> Work order:
Each line below containing the word "negative" needs to be shown.

Collection entries

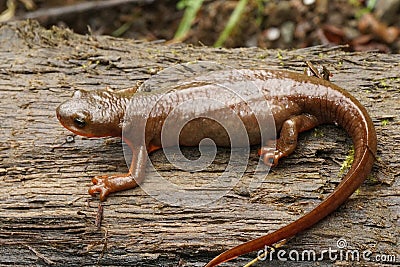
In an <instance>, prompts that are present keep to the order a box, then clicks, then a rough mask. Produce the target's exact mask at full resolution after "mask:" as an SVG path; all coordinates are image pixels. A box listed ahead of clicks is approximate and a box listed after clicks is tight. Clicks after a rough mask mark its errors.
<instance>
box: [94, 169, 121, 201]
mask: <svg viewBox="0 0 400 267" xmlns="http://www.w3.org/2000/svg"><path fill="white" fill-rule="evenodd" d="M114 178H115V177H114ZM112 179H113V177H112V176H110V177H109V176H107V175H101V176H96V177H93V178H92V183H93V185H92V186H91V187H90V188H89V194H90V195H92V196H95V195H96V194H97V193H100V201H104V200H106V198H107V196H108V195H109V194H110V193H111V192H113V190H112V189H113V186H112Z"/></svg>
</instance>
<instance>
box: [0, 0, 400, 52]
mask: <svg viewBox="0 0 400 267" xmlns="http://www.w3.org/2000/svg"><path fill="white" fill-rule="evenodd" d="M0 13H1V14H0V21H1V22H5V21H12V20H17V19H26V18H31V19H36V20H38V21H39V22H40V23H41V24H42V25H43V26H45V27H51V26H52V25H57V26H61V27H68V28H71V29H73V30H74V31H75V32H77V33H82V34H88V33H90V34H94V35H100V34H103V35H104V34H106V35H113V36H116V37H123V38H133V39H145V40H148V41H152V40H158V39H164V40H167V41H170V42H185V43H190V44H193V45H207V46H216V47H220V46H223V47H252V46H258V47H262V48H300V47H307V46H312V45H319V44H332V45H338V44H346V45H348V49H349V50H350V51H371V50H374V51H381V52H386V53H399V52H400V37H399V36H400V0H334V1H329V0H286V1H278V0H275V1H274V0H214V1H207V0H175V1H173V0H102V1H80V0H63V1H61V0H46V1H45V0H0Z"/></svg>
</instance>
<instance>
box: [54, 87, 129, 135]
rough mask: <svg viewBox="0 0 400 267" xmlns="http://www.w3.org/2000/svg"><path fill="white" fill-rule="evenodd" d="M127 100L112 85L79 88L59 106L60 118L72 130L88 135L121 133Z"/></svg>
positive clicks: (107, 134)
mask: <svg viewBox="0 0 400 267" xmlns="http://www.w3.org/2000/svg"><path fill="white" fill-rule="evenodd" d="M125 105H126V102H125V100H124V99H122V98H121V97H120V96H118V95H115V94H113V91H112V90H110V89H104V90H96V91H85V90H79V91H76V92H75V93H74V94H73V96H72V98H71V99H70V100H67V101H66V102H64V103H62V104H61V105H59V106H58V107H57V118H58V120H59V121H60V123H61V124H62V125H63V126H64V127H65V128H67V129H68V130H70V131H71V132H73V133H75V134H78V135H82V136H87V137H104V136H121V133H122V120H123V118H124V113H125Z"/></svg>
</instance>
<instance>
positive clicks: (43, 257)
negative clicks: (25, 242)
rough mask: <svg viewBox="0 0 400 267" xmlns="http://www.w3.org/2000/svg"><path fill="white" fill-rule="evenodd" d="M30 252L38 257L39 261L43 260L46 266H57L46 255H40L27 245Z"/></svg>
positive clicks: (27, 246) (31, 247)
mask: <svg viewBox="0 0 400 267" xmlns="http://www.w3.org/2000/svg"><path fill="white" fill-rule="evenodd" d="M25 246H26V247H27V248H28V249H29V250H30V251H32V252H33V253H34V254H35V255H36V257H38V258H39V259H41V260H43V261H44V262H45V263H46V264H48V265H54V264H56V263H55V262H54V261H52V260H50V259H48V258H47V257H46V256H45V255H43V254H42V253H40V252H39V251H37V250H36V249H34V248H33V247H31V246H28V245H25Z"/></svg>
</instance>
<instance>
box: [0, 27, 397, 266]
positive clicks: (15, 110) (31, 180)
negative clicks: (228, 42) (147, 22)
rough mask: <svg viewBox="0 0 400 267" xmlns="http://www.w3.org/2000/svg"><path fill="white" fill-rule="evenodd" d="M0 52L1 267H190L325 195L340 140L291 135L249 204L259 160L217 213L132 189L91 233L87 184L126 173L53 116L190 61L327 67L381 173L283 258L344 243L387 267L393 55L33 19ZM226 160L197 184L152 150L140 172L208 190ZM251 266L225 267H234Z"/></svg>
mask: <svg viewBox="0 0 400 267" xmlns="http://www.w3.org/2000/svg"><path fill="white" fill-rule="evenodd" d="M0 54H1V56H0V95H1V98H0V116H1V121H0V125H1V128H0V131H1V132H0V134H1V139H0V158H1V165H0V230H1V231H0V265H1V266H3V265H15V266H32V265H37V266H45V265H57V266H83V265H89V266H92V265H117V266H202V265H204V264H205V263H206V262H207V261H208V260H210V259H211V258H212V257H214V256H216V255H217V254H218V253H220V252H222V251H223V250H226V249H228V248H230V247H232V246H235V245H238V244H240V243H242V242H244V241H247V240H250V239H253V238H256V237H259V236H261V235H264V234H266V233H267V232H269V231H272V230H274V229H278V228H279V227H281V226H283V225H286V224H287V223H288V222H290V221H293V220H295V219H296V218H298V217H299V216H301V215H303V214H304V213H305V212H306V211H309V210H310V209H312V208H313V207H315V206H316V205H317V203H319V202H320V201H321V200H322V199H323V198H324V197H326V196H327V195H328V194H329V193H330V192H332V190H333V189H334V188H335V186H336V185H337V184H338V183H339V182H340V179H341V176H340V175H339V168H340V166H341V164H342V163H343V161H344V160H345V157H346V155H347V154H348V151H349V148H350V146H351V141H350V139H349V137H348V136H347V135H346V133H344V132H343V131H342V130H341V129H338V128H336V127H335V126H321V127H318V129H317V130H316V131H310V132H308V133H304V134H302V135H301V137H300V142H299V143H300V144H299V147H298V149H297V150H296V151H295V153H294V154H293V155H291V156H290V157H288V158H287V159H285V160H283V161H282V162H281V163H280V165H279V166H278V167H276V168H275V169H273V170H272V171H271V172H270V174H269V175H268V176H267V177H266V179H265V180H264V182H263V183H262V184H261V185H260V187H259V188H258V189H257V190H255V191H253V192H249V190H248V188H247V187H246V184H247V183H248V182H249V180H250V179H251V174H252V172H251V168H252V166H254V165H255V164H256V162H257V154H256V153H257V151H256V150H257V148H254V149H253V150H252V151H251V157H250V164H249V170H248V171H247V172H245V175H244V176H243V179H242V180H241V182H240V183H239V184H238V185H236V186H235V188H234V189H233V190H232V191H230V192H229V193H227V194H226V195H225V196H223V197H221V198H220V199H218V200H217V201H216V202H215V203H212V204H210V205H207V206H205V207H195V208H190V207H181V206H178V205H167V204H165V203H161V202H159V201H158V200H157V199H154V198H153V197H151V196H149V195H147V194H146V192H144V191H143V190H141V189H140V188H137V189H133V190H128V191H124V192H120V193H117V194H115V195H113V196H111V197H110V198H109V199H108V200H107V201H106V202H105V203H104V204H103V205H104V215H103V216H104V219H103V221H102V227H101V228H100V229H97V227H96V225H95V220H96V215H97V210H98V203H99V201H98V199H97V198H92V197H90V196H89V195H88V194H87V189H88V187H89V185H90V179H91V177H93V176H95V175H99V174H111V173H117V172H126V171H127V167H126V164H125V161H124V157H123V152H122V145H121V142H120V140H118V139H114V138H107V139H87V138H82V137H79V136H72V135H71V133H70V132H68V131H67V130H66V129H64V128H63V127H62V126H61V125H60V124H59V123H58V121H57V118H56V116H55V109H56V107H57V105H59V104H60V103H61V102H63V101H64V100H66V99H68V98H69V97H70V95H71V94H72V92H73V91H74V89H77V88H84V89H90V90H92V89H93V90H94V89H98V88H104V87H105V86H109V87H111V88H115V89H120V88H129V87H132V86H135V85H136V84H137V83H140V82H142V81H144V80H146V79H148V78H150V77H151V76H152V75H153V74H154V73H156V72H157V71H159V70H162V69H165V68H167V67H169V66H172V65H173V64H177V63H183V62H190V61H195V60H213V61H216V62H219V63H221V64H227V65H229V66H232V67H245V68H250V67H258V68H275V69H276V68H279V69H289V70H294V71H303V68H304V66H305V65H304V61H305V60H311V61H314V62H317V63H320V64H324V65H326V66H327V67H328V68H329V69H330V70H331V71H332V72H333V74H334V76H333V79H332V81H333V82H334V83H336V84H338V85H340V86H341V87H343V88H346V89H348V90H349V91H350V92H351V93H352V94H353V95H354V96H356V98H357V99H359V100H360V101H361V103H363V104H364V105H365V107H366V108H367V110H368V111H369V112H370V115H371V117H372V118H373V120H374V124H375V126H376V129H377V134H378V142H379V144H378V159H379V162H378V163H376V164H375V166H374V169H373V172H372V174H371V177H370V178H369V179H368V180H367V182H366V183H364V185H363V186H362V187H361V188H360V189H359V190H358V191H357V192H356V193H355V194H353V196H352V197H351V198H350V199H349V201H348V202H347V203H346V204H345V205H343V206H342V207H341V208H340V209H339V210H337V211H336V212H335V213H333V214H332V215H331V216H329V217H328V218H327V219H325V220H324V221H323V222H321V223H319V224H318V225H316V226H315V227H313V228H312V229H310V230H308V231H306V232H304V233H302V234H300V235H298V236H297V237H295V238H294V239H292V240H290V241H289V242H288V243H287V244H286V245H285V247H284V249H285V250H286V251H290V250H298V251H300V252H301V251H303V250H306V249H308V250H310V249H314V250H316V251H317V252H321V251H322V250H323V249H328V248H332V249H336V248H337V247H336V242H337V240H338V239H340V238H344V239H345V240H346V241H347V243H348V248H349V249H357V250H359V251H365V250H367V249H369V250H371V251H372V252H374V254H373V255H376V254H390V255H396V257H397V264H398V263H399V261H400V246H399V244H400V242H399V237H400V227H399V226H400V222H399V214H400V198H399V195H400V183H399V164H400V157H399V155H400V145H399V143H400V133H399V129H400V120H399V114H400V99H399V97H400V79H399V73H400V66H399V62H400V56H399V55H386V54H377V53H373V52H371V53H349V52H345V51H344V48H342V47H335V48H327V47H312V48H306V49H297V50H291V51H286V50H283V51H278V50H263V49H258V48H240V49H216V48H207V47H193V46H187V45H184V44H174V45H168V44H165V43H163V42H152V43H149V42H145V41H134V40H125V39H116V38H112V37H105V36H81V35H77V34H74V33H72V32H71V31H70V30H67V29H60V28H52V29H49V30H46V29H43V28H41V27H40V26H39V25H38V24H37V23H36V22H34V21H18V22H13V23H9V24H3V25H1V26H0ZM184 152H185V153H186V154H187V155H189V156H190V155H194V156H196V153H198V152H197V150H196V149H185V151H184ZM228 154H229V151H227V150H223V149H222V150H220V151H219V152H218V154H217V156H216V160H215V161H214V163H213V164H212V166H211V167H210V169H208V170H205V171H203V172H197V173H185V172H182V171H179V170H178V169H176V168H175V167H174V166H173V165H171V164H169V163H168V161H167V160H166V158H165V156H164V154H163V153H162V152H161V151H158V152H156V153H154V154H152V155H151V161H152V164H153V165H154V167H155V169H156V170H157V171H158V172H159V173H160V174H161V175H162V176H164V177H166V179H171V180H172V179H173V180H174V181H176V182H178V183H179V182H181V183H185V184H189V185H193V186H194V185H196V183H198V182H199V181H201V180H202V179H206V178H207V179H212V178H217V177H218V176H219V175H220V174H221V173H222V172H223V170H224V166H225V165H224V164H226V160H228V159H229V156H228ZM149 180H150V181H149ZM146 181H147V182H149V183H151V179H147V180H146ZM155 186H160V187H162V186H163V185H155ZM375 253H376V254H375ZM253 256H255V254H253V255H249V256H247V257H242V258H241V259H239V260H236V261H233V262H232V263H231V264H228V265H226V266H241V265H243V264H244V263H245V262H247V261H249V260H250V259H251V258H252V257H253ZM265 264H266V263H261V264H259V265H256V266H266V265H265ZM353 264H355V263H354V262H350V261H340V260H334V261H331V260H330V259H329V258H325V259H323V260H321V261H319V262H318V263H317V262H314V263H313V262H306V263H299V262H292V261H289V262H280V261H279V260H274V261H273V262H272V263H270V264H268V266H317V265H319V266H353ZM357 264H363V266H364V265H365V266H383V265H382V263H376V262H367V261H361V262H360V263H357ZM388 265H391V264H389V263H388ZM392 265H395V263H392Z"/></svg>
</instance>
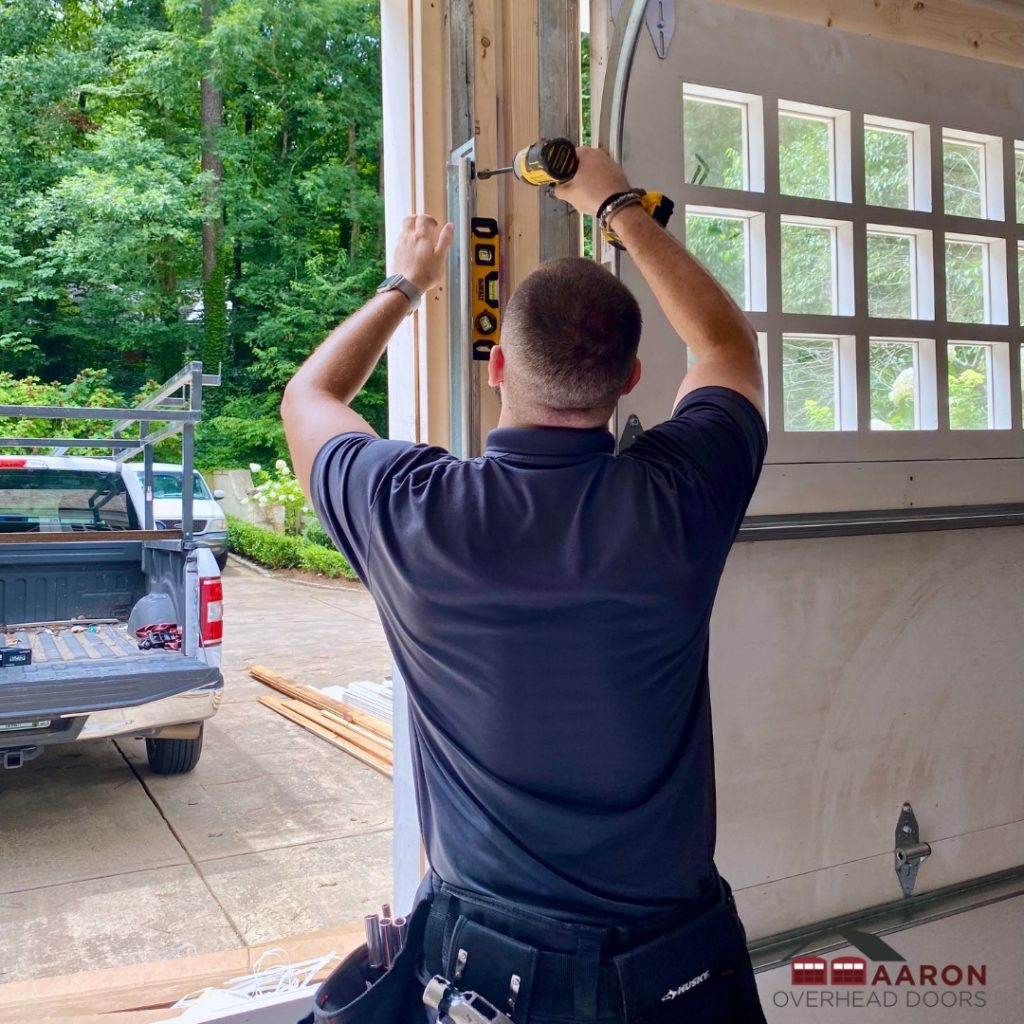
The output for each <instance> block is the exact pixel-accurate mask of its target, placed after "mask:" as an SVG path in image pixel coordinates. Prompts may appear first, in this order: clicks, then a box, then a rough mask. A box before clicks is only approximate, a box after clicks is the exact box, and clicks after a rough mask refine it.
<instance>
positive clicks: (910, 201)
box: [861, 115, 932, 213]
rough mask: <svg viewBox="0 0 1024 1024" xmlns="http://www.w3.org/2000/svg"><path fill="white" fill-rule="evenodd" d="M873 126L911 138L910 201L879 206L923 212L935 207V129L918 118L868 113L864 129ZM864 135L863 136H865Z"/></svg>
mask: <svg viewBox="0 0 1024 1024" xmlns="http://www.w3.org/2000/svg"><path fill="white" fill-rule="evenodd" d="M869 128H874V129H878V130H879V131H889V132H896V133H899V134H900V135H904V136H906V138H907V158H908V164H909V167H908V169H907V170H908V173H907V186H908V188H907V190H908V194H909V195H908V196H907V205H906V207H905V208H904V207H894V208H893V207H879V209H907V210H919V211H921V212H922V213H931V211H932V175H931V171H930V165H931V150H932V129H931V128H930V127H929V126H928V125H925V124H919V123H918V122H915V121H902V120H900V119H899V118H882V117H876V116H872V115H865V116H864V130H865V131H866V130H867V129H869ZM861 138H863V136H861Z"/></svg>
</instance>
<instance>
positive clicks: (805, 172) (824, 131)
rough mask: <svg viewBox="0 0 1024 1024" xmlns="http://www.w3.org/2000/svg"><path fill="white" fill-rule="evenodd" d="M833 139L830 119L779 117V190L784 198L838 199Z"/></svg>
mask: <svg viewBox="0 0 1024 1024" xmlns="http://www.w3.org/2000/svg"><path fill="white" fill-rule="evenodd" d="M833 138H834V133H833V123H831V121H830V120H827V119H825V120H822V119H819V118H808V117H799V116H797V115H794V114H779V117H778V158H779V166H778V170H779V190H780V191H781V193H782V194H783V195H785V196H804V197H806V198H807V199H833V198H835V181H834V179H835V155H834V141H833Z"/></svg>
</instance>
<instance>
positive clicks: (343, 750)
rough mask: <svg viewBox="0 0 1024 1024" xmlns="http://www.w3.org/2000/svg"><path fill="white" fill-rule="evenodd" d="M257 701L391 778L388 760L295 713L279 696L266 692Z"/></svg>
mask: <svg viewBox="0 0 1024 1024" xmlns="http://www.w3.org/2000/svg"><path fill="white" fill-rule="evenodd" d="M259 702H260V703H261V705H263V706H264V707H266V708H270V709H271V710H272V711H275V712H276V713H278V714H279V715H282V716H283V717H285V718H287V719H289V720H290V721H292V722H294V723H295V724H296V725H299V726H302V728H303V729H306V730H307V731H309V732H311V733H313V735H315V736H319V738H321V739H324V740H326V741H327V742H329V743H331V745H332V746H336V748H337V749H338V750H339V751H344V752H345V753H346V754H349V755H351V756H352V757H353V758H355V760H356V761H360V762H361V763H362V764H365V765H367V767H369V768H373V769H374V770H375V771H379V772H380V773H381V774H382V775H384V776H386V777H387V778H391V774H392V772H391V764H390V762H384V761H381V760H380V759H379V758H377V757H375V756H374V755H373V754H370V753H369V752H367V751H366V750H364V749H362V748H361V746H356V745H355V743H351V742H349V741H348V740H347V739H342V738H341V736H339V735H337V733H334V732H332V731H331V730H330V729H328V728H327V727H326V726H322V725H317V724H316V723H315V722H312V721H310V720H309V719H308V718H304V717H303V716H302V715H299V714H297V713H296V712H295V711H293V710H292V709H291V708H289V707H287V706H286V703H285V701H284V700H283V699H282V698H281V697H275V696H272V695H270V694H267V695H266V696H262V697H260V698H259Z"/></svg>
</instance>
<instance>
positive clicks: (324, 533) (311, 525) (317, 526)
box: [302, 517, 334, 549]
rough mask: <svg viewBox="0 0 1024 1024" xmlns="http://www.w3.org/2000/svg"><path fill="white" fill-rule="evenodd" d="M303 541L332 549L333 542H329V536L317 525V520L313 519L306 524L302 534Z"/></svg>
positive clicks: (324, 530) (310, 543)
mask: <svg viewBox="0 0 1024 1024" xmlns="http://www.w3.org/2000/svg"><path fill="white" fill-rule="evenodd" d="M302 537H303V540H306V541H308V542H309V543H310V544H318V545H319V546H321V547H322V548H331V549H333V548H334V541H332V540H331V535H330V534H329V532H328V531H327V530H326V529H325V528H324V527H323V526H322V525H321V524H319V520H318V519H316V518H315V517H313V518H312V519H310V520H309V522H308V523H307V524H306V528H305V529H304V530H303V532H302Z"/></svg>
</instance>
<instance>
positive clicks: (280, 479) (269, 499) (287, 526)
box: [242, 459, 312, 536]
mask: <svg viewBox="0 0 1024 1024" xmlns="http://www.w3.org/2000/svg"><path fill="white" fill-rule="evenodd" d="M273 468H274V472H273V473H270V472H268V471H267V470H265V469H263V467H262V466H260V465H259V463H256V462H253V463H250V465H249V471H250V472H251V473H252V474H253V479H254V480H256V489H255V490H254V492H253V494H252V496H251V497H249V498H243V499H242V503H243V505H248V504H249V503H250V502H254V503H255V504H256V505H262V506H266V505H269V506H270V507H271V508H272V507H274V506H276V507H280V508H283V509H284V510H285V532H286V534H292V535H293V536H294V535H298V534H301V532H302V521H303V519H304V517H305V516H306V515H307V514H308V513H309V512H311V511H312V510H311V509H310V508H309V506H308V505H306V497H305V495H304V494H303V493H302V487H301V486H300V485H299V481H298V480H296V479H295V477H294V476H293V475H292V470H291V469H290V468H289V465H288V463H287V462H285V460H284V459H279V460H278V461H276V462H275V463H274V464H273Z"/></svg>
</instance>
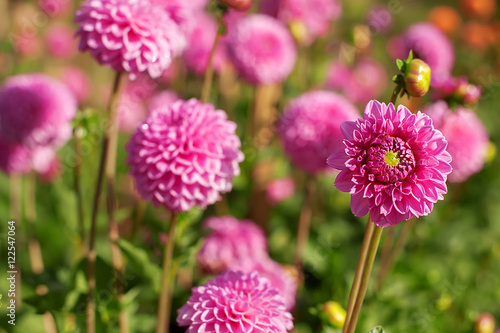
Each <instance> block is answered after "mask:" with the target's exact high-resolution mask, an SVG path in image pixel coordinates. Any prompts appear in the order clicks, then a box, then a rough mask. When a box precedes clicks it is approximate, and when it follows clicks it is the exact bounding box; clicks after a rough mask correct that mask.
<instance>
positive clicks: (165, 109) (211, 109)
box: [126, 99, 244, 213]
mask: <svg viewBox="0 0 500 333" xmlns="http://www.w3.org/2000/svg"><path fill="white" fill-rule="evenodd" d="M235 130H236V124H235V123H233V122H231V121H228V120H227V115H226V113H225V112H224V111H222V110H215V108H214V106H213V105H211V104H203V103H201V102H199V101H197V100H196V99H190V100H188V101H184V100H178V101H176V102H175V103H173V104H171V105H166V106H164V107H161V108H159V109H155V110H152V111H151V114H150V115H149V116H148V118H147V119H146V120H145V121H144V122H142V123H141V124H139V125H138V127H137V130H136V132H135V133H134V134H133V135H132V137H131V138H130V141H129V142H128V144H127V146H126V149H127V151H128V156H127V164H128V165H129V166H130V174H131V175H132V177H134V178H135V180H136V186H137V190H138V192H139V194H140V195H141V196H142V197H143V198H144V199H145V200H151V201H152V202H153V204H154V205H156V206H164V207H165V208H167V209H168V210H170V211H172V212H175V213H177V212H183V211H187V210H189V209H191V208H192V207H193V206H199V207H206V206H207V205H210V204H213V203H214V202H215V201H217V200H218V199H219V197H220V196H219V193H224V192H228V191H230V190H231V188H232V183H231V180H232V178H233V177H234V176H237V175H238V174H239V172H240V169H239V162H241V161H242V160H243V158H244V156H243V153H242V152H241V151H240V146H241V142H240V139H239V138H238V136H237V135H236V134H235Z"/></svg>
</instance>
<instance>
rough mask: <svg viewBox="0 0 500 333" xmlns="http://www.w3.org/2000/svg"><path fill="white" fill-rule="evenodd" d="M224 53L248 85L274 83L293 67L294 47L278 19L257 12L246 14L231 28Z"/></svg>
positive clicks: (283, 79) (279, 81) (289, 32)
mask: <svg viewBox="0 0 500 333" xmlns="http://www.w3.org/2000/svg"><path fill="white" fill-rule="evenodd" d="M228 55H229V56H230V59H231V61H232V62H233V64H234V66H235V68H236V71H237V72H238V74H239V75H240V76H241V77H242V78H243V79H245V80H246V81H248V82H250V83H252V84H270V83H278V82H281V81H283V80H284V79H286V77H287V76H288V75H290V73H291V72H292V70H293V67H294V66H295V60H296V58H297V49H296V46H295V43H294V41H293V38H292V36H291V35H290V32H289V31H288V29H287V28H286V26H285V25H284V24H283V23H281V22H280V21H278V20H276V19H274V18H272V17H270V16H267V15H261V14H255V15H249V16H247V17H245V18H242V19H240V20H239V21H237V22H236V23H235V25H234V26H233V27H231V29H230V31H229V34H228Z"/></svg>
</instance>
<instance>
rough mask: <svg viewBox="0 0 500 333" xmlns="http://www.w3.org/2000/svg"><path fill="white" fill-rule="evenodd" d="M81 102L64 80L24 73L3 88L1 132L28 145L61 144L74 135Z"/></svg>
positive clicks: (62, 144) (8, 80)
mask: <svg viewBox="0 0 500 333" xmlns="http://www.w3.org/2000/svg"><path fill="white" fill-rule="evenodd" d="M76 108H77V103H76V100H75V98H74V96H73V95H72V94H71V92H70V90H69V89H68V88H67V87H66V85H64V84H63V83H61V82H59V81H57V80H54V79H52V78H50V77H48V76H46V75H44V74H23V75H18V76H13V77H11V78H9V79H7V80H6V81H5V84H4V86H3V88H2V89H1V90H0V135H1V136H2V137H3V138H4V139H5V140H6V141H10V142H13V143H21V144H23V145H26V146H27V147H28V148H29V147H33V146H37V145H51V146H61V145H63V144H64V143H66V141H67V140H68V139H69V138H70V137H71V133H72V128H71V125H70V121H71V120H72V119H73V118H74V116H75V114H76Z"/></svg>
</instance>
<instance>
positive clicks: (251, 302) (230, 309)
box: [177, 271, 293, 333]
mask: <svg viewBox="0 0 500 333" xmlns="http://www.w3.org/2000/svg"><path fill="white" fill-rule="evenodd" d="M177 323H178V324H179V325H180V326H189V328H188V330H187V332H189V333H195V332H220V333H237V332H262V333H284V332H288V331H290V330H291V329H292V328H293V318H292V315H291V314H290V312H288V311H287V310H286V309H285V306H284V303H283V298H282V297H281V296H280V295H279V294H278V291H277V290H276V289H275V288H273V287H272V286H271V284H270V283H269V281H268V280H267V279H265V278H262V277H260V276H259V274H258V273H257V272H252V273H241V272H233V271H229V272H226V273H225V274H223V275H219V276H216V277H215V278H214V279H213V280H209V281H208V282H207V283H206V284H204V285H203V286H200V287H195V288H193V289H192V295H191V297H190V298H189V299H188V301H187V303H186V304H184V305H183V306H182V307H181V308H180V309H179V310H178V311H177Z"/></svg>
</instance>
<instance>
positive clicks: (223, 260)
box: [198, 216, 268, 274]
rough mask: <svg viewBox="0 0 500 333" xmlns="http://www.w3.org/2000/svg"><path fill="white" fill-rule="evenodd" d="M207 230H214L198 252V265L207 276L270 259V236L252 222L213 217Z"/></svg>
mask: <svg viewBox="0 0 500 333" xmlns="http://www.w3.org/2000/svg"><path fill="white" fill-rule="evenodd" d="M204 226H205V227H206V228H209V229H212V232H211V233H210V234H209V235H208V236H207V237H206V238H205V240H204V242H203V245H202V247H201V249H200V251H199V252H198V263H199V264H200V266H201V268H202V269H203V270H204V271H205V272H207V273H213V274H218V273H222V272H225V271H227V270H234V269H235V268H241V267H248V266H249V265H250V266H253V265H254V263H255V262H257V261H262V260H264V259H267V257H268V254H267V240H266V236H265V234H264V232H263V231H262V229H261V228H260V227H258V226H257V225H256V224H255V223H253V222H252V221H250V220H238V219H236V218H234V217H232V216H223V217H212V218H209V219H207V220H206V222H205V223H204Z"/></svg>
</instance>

> Task output:
negative clicks: (25, 242)
negative clicks: (228, 42) (147, 22)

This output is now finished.